** REQUIREMENT **
Would you please write out each entry that follows, exactly as written?

** EXTRACTED DATA **
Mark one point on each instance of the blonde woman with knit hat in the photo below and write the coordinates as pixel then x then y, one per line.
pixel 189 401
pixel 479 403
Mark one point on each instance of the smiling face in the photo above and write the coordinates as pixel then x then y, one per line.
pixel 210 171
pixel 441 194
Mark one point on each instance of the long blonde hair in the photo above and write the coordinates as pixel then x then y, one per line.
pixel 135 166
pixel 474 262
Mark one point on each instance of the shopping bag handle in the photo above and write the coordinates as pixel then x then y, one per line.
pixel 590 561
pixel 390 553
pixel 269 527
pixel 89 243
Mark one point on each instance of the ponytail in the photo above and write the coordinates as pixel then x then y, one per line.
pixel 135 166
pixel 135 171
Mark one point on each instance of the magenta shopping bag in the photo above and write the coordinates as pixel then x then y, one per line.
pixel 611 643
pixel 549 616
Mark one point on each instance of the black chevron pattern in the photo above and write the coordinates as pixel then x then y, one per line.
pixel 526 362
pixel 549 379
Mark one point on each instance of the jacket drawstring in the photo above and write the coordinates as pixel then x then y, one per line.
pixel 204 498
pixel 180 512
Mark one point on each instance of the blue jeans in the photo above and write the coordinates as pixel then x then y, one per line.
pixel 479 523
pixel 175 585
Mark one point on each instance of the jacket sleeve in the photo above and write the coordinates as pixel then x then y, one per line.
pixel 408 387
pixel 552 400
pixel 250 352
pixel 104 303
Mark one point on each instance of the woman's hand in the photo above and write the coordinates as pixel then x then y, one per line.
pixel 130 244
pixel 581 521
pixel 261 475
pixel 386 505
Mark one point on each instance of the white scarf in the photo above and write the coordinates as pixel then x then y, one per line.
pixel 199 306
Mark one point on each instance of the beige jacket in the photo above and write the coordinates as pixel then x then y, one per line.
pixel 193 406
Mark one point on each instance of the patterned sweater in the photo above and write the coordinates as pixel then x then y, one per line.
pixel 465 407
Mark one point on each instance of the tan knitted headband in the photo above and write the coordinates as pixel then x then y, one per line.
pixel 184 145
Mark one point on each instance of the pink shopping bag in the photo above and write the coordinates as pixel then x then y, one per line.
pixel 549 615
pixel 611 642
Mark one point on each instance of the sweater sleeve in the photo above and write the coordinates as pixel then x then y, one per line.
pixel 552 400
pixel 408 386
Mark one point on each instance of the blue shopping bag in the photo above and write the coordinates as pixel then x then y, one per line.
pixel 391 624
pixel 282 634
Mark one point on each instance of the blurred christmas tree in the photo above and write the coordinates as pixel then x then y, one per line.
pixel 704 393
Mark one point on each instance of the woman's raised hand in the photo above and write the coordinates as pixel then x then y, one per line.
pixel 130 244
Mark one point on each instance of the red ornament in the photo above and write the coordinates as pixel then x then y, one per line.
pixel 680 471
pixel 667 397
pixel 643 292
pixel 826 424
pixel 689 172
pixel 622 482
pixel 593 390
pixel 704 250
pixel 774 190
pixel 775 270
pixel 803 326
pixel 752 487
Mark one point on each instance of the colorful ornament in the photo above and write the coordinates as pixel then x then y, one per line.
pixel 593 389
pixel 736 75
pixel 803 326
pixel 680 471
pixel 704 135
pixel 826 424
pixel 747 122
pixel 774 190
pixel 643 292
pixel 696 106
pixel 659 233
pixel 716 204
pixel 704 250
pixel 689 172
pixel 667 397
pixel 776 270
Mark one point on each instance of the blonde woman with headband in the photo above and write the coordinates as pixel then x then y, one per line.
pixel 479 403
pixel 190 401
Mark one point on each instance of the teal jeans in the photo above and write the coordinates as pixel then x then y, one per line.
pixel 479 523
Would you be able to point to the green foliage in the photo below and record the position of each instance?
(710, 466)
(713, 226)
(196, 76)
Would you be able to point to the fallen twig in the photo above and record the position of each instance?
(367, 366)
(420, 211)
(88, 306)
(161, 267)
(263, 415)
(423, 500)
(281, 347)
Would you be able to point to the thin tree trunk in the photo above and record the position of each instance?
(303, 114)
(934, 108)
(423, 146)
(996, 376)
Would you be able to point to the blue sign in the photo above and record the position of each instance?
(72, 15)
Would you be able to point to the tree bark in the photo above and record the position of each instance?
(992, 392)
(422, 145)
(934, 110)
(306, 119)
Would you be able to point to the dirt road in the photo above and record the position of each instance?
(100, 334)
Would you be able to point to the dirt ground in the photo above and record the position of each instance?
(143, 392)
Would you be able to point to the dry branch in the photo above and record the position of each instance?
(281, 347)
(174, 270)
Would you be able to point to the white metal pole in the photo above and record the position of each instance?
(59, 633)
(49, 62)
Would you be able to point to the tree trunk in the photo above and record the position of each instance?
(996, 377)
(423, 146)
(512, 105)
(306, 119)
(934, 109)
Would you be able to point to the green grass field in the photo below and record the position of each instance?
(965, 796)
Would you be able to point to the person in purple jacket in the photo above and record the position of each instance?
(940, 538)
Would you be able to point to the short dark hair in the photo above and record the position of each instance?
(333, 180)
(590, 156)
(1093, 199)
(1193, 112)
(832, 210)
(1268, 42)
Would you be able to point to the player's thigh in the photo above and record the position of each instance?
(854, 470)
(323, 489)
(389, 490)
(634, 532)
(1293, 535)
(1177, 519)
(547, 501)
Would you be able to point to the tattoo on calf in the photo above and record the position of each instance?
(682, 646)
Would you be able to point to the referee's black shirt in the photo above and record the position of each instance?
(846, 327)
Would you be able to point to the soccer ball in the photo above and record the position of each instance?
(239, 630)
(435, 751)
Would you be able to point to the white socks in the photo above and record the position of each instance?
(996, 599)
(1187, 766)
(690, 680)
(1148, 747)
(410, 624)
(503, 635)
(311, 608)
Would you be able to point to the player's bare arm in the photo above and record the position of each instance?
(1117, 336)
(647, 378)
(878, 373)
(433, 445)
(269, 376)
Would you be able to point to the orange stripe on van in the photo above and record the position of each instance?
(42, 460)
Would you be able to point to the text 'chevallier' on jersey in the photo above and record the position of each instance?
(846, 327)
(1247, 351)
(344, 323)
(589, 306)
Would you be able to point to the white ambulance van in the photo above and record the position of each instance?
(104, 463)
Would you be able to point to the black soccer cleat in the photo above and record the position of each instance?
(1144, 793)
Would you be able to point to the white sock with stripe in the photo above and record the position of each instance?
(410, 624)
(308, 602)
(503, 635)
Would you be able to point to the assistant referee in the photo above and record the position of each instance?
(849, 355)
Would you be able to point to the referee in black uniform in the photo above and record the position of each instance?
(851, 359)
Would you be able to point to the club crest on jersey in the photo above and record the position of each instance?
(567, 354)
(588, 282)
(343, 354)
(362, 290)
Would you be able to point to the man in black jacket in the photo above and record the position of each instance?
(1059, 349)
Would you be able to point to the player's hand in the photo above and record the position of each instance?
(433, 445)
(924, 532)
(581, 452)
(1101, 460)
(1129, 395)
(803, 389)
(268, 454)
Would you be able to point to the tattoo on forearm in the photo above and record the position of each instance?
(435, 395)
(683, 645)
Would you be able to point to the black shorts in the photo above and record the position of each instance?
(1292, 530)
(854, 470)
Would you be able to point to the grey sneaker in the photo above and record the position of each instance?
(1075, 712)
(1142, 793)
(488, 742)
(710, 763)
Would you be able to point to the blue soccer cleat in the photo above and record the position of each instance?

** RESULT FOR THIS EXERCISE **
Mark one point on each instance of the blonde woman with knit hat in the photo below and write the coordinates as pixel then x then y, one per line.
pixel 189 401
pixel 479 403
Mark one point on each instance of the smiling face in the photo above and write the coordinates as pixel then x then y, one per line.
pixel 210 171
pixel 441 194
Mark one point on each instance of the long blonde hair in the photo above and write the coordinates as pixel then x then y, one per line.
pixel 135 166
pixel 474 262
Mark one point on each instance of the shopping bag handle in the photo above and write the coordinates as pixel then x then y, one per line.
pixel 590 561
pixel 390 553
pixel 269 527
pixel 89 243
Mark one point on each instance of the ponytail in the photo above and write the coordinates as pixel then x then y, one per line.
pixel 135 166
pixel 135 171
Mark one point on each instance of the magenta shopping bag in the photo above and write the coordinates as pixel then x then y, one per line.
pixel 611 643
pixel 549 616
Mark one point on each instance of the black chevron pattern in the photo above and write the coordinates as pixel then x then y, one per line.
pixel 526 362
pixel 549 379
Mark one point on each instance of the jacket drawstring in the photo above and write the coordinates as pixel then x then y, one per line.
pixel 204 498
pixel 180 512
Mark one point on each instance of the blue jeans in the photo above and write the coordinates as pixel then x then y, one per line.
pixel 479 523
pixel 175 585
Mark one point on each instance of the jacket sleeve in the photo above and write the coordinates as pixel then x then y, one per line.
pixel 408 387
pixel 552 400
pixel 250 352
pixel 104 303
Mark one point on each instance of the woman's hand in the photo above and write the coordinates as pixel then x then y, one per line.
pixel 130 244
pixel 581 521
pixel 261 475
pixel 386 505
Mark one point on each instance of the white scarf in the photo above and write the coordinates as pixel then x then y, one per line.
pixel 199 306
Mark one point on each instance of the beige jacket in the photo above and write the coordinates as pixel then x then y, one per line.
pixel 193 406
Mark one point on each instance of the patterned sweater in the photo above and write the coordinates as pixel then x then y, one per line.
pixel 465 407
Mark one point on each instance of the tan knitted headband in the photo above and write the coordinates as pixel then x then y, one per line.
pixel 184 145
Mark one point on each instance of the pink shopping bag in the photo above and write the coordinates as pixel then x then y, one per line.
pixel 549 615
pixel 611 642
Mark one point on each instance of the sweater sleeve in the photo above and write the coordinates as pixel then x then y, one per line.
pixel 552 400
pixel 408 386
Mark one point on each instance of the blue shopping bag in the photo above and write the coordinates as pixel then x then y, one per line.
pixel 391 624
pixel 282 634
Mark one point on each instance of the blurred christmas tree in the photo above and write the coordinates as pixel then x then y, one per line.
pixel 704 393
Mark one point on each instance of the woman's raised hand in the photo above and write the coordinates as pixel then x then y, one per line.
pixel 130 244
Mark one point on each instance of the red ornament in the photo above and write the coordinates as pixel then x then y, one per line.
pixel 680 471
pixel 667 397
pixel 643 292
pixel 826 424
pixel 689 172
pixel 622 482
pixel 593 390
pixel 704 250
pixel 774 190
pixel 775 270
pixel 803 326
pixel 752 487
Mark one point on each instance of the colorful ornament in the photo above and write the coordinates as pixel then x then y, one per line.
pixel 593 389
pixel 736 75
pixel 803 326
pixel 680 471
pixel 704 135
pixel 826 424
pixel 747 122
pixel 774 190
pixel 643 292
pixel 696 106
pixel 659 233
pixel 716 204
pixel 704 250
pixel 689 172
pixel 667 397
pixel 776 270
Mark one point on each instance of the blonde woman with headband in the photo above and write the coordinates as pixel then x then y, one per line.
pixel 479 403
pixel 190 401
Mark one point on each instance of the teal jeans in the photo above and write the coordinates as pixel then x then y, one per line.
pixel 479 523
Would you be able to point to the green foliage in the photo below and record the position of each instance?
(710, 466)
(713, 226)
(196, 76)
Would you be able to point to the fallen twig in the photo above and record the position of each instance?
(367, 366)
(420, 211)
(88, 306)
(161, 267)
(263, 415)
(423, 500)
(281, 347)
Would you be able to point to the thin tree trunk in the photo above and record the position of each instance?
(303, 114)
(934, 108)
(423, 146)
(996, 376)
Would you be able to point to the blue sign in the photo above and record the position of each instance?
(72, 15)
Would you be able to point to the tree bark in the photo above and record the position of each instance?
(992, 392)
(422, 145)
(934, 110)
(306, 119)
Would you be able to point to the dirt road in the photo above and record the position of each instance?
(100, 334)
Would you be able to point to the dirt ground in the photo above and record the position of each instance?
(143, 392)
Would you be able to point to the dry branch in the photo above and record the position of each instance?
(281, 347)
(174, 270)
Would you be able to point to the white metal pole in the photo above and record the position of each instance?
(59, 633)
(49, 62)
Would you be able to point to the tree trunk in the photo above and record the position of each instance?
(996, 377)
(423, 146)
(512, 105)
(306, 119)
(934, 109)
Would you be able to point to the green grass field in the photo below and record the position of each instance?
(965, 796)
Would you be able to point to the person in purple jacket in the photo above and record the position of each instance?
(940, 538)
Would you be able to point to the short dark hair in the photo above and record the position of each instance?
(333, 180)
(590, 156)
(1093, 199)
(1193, 112)
(832, 210)
(1268, 42)
Would you be able to point to the player's thigh in the photo above and record the position of each instance?
(854, 470)
(323, 489)
(389, 490)
(634, 532)
(1293, 535)
(1177, 519)
(547, 501)
Would you be able to point to the tattoo on calf in the photo above and record the position of each instance?
(682, 646)
Would you be able to point to the referee's black shirt in the photo above and record the position of each instance?
(846, 327)
Would you be able to point to the soccer ball in the photo above and record the position of each instance?
(239, 630)
(435, 751)
Would you be able to point to the white socks in the photo above and record the position of each instance?
(996, 599)
(1187, 766)
(690, 680)
(1148, 747)
(410, 624)
(503, 635)
(311, 608)
Would you be able to point to the player's bare arm in the photo above and record the position of each instance?
(1117, 336)
(647, 378)
(878, 373)
(433, 445)
(269, 376)
Would you be able to point to the orange stripe on van in the photo above and record the position of each instance?
(42, 460)
Would you be able to point to the text 'chevallier' on jersey in the photo above and record the position of each instance?
(846, 327)
(1247, 351)
(344, 323)
(589, 306)
Would you be able to point to the white ambulance van in the photo above and record the position of each instance?
(104, 463)
Would you be able to point to the black soccer cleat in the photo above and record the position of each instance?
(1144, 793)
Would you be able to point to the white sock with stripe in the photo above and record the position of each instance?
(410, 624)
(308, 602)
(503, 635)
Would you be able to point to the assistant referee in the photo above and record the position of each instance?
(849, 355)
Would you be able to point to the referee in black uniform in the photo above and record the position of each instance?
(851, 359)
Would you be able to point to the club crest on jersey in the photo above and record the position of each instance?
(567, 354)
(588, 282)
(343, 354)
(362, 290)
Would you be able to point to the man in black jacket in the photo above and record the position of each instance?
(1059, 349)
Would you be able to point to the player's hand in the photo above and record the position of each instance?
(433, 445)
(924, 532)
(581, 452)
(1101, 460)
(1129, 395)
(803, 389)
(268, 454)
Would you be able to point to the tattoo on forearm in the photo above and record the position of each instance?
(435, 395)
(683, 645)
Would you be able to point to the black shorts in the photo above and record the position of each instance?
(1292, 530)
(854, 470)
Would you be able to point to the grey sneaker in the photo above and record the position of each instance?
(1075, 712)
(1142, 793)
(488, 742)
(710, 763)
Would you be able to point to the blue soccer cleat in the photo above and record the position of each instance?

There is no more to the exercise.